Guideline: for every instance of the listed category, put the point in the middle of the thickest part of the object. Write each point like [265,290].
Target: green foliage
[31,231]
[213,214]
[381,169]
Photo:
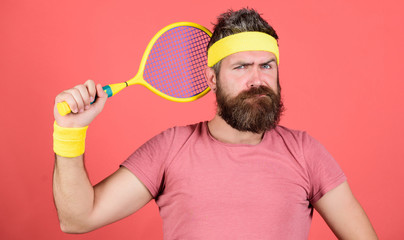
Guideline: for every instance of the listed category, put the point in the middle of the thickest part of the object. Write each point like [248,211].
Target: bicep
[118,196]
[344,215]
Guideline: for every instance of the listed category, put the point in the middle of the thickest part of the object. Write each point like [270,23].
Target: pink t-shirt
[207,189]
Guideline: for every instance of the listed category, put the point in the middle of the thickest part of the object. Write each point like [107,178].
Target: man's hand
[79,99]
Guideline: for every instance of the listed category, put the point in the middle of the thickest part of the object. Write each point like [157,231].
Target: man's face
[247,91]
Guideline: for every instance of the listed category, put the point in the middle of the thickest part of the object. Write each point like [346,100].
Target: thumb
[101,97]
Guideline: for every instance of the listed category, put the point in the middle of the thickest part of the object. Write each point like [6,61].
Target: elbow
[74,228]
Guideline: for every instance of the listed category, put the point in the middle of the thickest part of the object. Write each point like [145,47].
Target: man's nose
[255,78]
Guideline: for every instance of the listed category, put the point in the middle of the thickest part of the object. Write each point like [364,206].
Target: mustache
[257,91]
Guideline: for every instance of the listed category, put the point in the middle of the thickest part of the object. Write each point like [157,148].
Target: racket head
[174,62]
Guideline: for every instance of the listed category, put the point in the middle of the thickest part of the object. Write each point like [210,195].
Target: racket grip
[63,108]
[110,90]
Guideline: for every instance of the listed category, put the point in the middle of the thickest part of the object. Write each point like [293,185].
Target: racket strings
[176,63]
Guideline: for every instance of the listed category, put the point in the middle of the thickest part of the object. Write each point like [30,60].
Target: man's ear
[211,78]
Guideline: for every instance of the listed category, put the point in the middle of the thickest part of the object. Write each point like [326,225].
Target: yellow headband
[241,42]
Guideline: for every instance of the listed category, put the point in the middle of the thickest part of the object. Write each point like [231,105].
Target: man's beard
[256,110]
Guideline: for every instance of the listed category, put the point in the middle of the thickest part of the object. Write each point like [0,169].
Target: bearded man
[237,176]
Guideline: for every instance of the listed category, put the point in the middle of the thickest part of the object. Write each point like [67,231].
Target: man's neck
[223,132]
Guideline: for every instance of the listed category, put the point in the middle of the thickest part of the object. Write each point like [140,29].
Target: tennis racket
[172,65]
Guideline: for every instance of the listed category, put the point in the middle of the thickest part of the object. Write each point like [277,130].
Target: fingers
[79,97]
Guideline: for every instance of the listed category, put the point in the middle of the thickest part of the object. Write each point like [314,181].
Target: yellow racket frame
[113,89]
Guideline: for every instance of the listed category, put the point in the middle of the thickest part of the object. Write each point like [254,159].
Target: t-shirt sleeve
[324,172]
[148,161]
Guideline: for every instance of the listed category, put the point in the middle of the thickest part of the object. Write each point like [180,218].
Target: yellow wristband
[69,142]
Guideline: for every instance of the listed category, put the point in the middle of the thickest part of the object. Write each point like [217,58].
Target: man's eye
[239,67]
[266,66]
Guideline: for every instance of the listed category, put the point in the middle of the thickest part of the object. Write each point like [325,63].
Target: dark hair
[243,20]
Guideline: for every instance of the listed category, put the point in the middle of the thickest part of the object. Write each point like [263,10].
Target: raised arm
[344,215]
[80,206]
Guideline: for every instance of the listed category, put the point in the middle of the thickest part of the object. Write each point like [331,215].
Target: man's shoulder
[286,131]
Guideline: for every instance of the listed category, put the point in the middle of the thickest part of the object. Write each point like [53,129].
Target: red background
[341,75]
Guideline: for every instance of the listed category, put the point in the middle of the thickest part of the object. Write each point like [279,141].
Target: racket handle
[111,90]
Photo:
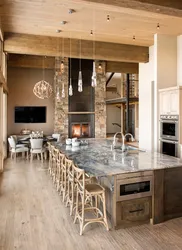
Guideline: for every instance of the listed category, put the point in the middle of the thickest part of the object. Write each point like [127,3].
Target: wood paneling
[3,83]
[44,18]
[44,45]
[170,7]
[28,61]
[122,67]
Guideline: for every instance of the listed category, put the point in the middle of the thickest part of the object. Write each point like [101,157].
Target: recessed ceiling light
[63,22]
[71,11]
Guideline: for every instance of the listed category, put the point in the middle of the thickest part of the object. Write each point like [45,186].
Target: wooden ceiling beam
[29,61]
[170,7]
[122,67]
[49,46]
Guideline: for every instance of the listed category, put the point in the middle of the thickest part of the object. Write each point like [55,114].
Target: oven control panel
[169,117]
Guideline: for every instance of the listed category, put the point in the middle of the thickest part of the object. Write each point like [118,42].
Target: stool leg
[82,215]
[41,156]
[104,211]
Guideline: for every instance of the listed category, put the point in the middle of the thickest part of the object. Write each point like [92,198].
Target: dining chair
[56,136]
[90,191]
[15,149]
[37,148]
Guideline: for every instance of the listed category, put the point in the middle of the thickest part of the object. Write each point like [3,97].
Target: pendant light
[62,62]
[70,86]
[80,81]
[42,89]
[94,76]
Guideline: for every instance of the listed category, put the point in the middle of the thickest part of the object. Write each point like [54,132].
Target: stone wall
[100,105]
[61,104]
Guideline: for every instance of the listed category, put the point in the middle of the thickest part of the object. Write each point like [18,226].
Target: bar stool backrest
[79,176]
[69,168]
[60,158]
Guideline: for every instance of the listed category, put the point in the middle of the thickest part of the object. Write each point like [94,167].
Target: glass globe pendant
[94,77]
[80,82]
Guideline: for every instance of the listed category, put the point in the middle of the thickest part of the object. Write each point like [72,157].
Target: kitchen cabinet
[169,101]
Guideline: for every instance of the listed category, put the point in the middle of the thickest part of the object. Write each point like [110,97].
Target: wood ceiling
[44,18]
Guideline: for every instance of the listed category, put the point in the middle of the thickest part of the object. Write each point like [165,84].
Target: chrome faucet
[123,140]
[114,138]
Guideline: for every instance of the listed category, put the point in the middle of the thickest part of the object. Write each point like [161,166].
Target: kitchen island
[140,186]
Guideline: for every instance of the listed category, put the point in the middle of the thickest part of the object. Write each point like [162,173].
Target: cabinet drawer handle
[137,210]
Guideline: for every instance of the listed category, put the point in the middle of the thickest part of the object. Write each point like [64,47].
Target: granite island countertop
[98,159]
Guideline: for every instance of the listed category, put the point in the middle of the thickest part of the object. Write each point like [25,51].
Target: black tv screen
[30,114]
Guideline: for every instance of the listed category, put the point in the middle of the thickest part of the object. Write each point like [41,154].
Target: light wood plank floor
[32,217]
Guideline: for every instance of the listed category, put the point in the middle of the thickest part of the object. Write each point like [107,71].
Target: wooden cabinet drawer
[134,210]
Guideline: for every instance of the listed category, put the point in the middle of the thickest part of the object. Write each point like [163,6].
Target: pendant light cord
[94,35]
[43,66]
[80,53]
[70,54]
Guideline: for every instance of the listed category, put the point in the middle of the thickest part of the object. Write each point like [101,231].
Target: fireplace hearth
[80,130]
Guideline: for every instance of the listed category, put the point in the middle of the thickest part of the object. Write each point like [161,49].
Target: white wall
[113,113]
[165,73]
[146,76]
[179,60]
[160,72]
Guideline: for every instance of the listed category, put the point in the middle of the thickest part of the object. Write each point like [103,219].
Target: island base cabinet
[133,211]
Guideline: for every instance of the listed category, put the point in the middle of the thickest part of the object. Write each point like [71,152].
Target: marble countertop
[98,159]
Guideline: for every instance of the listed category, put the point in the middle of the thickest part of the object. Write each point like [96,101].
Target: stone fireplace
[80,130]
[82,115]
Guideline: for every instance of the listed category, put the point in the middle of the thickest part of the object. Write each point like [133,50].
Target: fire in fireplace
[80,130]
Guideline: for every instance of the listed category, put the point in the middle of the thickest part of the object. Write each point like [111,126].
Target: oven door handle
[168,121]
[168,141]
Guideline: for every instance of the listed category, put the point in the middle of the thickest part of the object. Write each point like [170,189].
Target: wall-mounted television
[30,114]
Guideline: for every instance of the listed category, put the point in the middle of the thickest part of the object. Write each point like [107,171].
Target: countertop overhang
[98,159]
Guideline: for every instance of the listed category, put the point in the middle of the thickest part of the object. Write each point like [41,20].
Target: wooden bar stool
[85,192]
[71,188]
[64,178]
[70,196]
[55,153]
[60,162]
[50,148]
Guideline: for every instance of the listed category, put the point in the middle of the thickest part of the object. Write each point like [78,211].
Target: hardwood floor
•••••
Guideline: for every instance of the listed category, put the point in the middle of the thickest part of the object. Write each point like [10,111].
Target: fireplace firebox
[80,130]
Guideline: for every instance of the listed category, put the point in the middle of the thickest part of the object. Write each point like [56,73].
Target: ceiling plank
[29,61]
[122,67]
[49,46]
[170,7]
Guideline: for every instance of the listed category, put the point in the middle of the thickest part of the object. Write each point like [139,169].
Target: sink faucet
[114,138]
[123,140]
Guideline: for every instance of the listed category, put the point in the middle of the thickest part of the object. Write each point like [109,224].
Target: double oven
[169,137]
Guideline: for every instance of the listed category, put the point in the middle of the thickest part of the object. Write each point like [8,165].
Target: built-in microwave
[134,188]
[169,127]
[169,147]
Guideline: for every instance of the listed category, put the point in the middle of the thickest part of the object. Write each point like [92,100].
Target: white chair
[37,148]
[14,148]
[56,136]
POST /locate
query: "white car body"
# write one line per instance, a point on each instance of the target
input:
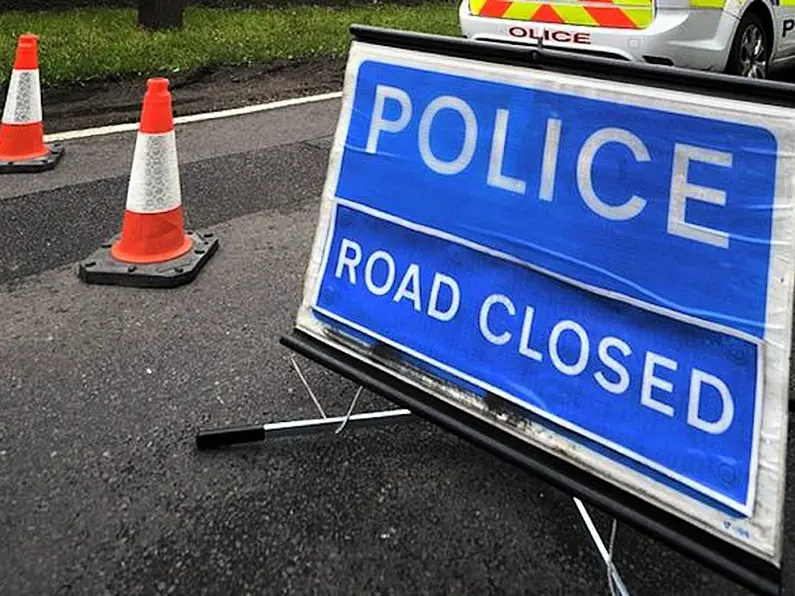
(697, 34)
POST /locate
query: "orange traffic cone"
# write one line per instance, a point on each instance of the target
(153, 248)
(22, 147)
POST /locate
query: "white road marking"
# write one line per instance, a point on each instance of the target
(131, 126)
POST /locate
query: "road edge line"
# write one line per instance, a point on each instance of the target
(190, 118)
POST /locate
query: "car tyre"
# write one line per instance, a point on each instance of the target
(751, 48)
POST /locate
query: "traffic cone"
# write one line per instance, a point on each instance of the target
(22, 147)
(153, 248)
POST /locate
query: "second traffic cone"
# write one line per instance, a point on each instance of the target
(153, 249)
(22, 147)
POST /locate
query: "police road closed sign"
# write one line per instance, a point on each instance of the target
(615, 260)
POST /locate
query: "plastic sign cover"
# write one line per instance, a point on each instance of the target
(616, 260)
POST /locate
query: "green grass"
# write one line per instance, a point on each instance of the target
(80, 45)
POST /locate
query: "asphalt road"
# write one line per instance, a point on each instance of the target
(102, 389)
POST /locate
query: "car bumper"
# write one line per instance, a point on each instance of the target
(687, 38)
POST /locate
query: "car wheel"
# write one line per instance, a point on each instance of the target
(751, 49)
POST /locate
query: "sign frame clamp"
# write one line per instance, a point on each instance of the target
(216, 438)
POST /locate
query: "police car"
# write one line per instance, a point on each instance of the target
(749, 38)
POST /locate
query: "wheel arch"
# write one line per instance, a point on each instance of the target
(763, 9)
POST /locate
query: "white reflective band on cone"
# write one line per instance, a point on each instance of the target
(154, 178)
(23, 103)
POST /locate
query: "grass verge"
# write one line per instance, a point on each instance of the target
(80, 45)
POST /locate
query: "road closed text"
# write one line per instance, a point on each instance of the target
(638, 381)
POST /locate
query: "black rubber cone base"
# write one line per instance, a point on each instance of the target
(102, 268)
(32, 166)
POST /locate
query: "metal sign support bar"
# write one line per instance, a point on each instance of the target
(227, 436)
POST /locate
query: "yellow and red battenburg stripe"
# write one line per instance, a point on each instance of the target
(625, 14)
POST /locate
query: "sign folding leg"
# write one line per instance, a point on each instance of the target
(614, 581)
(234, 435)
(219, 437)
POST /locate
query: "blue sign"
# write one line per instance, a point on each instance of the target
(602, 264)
•••••
> _WORK TO BE COMPLETED_:
Going back to the entries above, set down exactly the lines that begin at the one with "point like [92,198]." and end at the one with "point like [3,97].", both included, and nothing else.

> _COMPLETED TASK_:
Guideline: for every instance of the listed category, put the point in the middle of the thickest part of the object. Write each point like [92,198].
Target: dining chair
[56,136]
[90,191]
[15,149]
[37,148]
Guideline: for every instance of the listed category, put the point in the middle of the thickest part of the object. Write each point like [3,97].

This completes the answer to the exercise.